TASK DETAILS: Whenever a line of the records below contains the word "shirt", copy that line.

Top of RECORD EXTRACTS

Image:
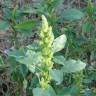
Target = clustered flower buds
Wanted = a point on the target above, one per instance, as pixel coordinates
(46, 40)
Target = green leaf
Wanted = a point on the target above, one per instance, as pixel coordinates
(71, 66)
(26, 25)
(57, 75)
(1, 61)
(87, 26)
(72, 14)
(59, 43)
(44, 92)
(25, 83)
(4, 25)
(59, 59)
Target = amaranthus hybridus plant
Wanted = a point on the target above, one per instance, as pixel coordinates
(46, 40)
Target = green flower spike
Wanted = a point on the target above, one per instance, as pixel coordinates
(46, 40)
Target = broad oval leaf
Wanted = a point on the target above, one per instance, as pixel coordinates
(72, 14)
(59, 43)
(59, 59)
(71, 66)
(4, 25)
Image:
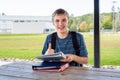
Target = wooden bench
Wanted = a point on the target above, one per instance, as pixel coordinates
(23, 71)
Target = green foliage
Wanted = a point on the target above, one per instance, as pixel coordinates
(105, 22)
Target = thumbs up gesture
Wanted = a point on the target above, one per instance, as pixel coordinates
(49, 50)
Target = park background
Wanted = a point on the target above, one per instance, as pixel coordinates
(28, 46)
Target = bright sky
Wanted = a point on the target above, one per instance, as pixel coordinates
(47, 7)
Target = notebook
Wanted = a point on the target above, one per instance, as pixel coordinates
(52, 57)
(50, 66)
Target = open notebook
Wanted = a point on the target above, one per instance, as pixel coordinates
(52, 57)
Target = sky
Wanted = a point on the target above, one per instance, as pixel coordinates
(47, 7)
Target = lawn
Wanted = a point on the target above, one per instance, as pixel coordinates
(27, 46)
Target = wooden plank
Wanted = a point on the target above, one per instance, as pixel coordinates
(68, 74)
(11, 78)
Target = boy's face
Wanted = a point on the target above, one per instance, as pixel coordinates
(60, 21)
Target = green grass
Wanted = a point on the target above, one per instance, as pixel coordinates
(27, 46)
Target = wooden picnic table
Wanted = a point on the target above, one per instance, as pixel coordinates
(23, 71)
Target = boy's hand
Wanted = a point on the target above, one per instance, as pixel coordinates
(49, 50)
(69, 58)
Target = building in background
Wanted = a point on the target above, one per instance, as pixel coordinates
(26, 24)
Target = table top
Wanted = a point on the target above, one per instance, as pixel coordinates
(23, 71)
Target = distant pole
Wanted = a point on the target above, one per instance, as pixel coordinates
(113, 17)
(96, 35)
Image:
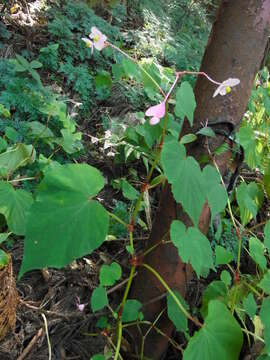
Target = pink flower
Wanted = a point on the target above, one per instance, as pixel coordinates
(157, 112)
(78, 304)
(225, 87)
(98, 40)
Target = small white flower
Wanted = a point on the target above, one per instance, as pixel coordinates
(98, 40)
(225, 87)
(89, 44)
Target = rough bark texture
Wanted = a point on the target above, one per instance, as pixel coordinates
(235, 49)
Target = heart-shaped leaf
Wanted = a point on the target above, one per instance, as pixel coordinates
(65, 222)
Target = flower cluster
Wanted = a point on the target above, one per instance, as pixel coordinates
(157, 112)
(98, 40)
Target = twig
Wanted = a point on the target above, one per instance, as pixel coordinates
(30, 345)
(47, 335)
(116, 287)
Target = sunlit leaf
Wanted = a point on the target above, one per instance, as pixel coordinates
(14, 205)
(192, 247)
(16, 156)
(185, 102)
(65, 223)
(219, 338)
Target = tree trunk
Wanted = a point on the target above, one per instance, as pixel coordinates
(235, 49)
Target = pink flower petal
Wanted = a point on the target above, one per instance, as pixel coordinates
(222, 88)
(80, 307)
(100, 44)
(154, 120)
(157, 110)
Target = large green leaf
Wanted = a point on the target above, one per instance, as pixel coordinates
(131, 311)
(172, 153)
(65, 222)
(185, 102)
(191, 186)
(216, 290)
(185, 177)
(15, 157)
(14, 205)
(192, 246)
(220, 337)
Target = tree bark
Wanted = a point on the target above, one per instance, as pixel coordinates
(235, 49)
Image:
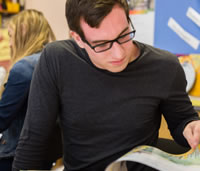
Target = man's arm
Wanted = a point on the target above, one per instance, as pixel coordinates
(43, 108)
(178, 110)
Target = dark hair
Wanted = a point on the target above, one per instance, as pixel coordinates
(92, 11)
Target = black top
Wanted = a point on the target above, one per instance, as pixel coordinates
(103, 115)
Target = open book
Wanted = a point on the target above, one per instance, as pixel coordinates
(158, 159)
(155, 158)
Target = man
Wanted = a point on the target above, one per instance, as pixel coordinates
(108, 90)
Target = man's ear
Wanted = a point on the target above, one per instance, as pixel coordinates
(77, 39)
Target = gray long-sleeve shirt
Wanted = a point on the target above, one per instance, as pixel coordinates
(103, 115)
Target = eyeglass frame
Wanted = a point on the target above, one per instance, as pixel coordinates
(112, 41)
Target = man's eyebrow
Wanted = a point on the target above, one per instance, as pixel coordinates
(104, 41)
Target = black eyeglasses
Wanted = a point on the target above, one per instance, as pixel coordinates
(107, 45)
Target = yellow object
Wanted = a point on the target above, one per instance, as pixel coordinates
(195, 91)
(12, 7)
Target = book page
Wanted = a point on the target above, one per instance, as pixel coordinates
(158, 159)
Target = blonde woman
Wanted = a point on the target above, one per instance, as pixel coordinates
(29, 32)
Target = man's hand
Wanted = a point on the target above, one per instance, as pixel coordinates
(192, 133)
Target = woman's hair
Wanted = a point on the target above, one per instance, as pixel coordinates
(92, 11)
(31, 32)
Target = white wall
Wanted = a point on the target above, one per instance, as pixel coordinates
(54, 11)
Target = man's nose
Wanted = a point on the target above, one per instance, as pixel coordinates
(117, 51)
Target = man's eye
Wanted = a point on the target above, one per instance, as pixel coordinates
(103, 45)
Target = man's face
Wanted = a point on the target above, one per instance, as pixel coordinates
(115, 24)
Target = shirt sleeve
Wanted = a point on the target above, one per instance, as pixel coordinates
(177, 107)
(14, 91)
(43, 108)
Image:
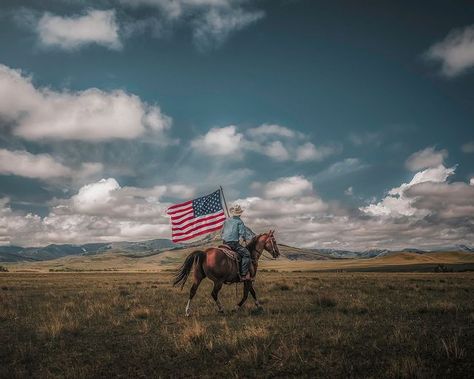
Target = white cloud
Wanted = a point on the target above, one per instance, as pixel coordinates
(309, 152)
(22, 163)
(276, 151)
(219, 141)
(468, 147)
(455, 53)
(398, 204)
(288, 187)
(90, 115)
(215, 26)
(99, 211)
(42, 166)
(95, 26)
(105, 211)
(426, 158)
(211, 21)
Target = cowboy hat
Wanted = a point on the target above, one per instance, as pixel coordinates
(236, 210)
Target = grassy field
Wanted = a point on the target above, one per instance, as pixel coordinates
(165, 260)
(397, 325)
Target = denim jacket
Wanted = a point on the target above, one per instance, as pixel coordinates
(234, 228)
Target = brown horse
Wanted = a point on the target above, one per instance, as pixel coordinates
(217, 266)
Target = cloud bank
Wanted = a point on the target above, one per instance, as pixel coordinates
(455, 53)
(274, 141)
(89, 115)
(94, 27)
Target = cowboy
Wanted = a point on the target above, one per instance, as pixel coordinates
(233, 230)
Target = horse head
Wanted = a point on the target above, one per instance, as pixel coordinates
(270, 244)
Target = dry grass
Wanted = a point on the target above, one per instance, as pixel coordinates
(311, 325)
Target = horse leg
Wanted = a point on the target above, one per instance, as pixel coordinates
(198, 277)
(245, 295)
(254, 295)
(215, 294)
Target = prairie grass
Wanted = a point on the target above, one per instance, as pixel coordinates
(311, 325)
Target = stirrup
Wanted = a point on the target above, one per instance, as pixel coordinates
(246, 277)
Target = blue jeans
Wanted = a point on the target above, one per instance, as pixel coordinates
(244, 256)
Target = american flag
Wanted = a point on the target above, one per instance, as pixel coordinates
(196, 217)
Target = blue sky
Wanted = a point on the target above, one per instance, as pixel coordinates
(339, 125)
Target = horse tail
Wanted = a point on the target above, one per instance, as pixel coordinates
(183, 273)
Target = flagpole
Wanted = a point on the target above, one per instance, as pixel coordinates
(225, 203)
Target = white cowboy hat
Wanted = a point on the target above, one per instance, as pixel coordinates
(236, 210)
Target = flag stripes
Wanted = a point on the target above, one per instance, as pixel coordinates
(196, 217)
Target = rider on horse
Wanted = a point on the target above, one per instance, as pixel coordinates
(233, 230)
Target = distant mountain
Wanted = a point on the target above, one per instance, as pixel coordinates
(156, 246)
(348, 254)
(54, 251)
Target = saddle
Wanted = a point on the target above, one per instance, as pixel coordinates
(229, 252)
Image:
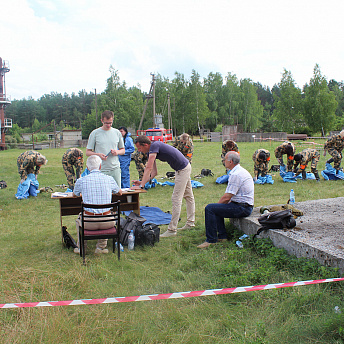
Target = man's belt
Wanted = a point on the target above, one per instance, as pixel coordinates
(243, 204)
(89, 213)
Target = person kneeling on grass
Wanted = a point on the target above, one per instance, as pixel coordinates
(236, 202)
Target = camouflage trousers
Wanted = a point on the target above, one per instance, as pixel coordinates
(337, 157)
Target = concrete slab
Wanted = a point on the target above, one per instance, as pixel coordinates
(318, 234)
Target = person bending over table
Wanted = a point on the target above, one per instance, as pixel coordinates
(182, 187)
(96, 188)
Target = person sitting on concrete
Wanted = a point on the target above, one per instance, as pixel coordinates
(96, 188)
(261, 158)
(303, 158)
(334, 146)
(287, 148)
(236, 202)
(30, 162)
(73, 158)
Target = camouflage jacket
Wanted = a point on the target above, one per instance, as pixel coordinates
(74, 157)
(281, 149)
(27, 163)
(185, 148)
(225, 150)
(335, 142)
(307, 155)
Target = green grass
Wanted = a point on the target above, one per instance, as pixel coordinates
(35, 266)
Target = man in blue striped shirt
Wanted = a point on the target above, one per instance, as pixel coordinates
(96, 188)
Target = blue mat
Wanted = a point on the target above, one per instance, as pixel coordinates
(153, 215)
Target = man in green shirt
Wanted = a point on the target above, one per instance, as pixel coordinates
(107, 143)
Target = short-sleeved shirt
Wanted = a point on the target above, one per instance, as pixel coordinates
(171, 155)
(102, 141)
(96, 188)
(240, 184)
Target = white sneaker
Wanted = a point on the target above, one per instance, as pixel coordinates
(187, 226)
(101, 251)
(168, 233)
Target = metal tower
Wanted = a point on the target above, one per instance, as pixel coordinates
(4, 122)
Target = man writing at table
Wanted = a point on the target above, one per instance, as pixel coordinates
(96, 188)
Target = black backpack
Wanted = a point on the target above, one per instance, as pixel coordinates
(276, 220)
(132, 222)
(149, 234)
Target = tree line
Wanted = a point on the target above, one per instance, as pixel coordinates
(195, 104)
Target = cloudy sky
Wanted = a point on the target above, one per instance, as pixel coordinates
(69, 45)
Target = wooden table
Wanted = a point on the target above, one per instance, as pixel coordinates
(70, 205)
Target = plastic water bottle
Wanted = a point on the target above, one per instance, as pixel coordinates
(131, 241)
(239, 244)
(291, 197)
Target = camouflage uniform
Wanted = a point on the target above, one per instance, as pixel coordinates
(140, 162)
(334, 146)
(261, 166)
(308, 154)
(73, 157)
(185, 148)
(225, 150)
(281, 150)
(30, 162)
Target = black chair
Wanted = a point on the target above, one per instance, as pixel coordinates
(111, 233)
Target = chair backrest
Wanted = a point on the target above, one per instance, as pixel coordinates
(114, 214)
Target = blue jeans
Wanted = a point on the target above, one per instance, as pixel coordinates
(215, 213)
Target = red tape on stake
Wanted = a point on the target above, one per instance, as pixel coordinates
(166, 296)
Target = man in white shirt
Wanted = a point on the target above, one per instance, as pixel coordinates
(236, 202)
(107, 143)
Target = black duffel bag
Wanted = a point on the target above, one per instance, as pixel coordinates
(148, 234)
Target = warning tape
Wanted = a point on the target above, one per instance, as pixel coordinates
(166, 296)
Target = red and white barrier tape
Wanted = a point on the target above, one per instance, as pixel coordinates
(166, 296)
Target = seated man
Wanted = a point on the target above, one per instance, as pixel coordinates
(96, 188)
(261, 158)
(73, 158)
(235, 203)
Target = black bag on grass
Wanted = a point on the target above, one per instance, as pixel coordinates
(132, 222)
(276, 220)
(149, 234)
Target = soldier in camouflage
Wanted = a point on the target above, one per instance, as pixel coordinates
(303, 158)
(140, 162)
(73, 158)
(30, 162)
(184, 144)
(227, 146)
(261, 158)
(334, 146)
(287, 148)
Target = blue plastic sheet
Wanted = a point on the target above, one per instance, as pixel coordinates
(330, 173)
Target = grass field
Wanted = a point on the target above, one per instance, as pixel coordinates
(35, 266)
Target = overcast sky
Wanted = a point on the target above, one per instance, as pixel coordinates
(68, 45)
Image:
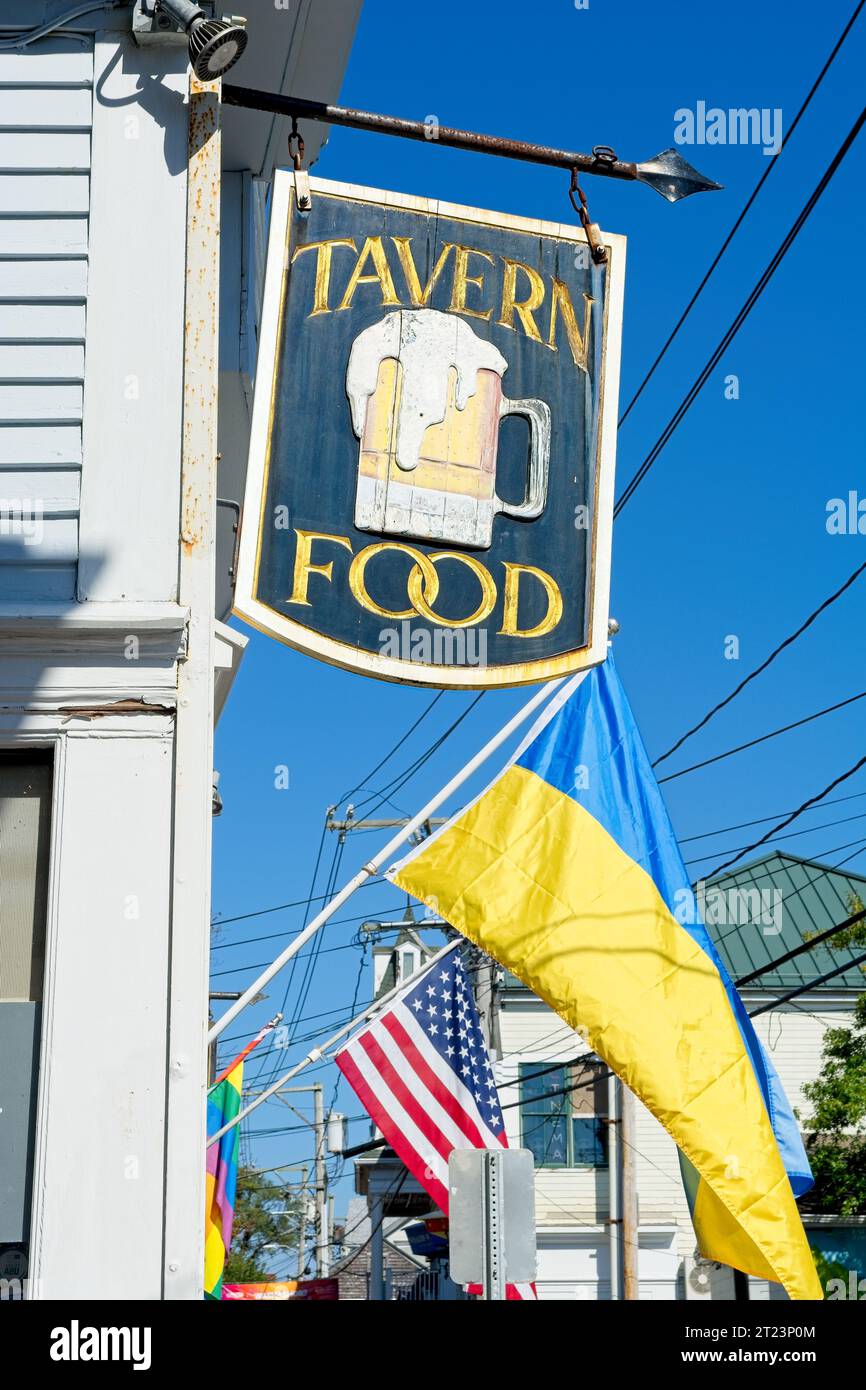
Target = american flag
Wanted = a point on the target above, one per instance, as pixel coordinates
(423, 1073)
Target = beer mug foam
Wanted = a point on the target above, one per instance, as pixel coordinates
(426, 398)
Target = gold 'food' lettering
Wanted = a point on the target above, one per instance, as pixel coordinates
(357, 581)
(373, 250)
(419, 588)
(303, 563)
(423, 584)
(324, 252)
(512, 601)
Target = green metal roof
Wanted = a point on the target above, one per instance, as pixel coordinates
(801, 898)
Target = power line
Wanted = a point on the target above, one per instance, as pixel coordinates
(781, 824)
(741, 317)
(406, 736)
(281, 906)
(403, 777)
(335, 922)
(768, 660)
(809, 830)
(744, 824)
(762, 738)
(742, 214)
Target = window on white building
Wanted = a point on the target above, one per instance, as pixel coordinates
(563, 1114)
(25, 819)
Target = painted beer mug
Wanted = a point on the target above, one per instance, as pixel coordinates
(426, 398)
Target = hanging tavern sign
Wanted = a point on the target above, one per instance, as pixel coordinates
(430, 484)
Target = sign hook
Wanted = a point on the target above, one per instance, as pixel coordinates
(302, 177)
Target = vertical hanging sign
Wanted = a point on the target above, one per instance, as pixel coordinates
(430, 485)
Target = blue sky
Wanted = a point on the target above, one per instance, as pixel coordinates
(726, 537)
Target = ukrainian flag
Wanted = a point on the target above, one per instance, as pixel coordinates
(567, 872)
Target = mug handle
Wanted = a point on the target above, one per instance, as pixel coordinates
(538, 414)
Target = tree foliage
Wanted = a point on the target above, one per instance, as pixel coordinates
(266, 1214)
(836, 1133)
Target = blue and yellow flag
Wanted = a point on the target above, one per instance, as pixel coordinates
(567, 872)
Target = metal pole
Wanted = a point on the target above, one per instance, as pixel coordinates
(667, 173)
(615, 1216)
(323, 1254)
(487, 1002)
(302, 1223)
(384, 855)
(492, 1253)
(188, 947)
(628, 1197)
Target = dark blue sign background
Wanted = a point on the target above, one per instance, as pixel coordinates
(314, 452)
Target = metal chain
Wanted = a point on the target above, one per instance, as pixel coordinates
(594, 234)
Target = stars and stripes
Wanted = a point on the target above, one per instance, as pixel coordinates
(423, 1073)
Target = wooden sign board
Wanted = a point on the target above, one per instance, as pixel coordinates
(430, 485)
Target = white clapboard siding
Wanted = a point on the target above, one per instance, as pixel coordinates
(27, 280)
(42, 323)
(34, 109)
(42, 362)
(43, 236)
(46, 446)
(46, 103)
(52, 193)
(47, 150)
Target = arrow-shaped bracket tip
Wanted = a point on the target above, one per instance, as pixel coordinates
(674, 177)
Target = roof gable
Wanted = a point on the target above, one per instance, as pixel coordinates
(770, 905)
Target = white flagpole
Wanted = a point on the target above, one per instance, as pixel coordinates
(374, 865)
(317, 1052)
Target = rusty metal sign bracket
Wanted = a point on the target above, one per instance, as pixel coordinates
(302, 175)
(667, 173)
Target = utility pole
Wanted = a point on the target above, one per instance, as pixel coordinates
(317, 1125)
(615, 1215)
(302, 1223)
(487, 1000)
(628, 1196)
(323, 1251)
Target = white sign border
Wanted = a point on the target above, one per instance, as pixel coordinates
(370, 663)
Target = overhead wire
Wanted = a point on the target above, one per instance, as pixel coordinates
(762, 738)
(766, 662)
(727, 241)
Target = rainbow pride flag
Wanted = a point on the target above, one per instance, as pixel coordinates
(221, 1180)
(567, 872)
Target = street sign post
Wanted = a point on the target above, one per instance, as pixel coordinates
(492, 1218)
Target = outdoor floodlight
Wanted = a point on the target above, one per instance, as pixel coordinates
(214, 45)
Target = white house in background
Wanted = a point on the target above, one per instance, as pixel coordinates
(768, 908)
(111, 202)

Bottom of RECORD EXTRACTS

REPLY:
Target = gray long-sleeve shirt
Target = shirt sleeve
Target = man in blue striped shirt
Target = man in green shirt
Target = short-sleeved shirt
Target = man in white shirt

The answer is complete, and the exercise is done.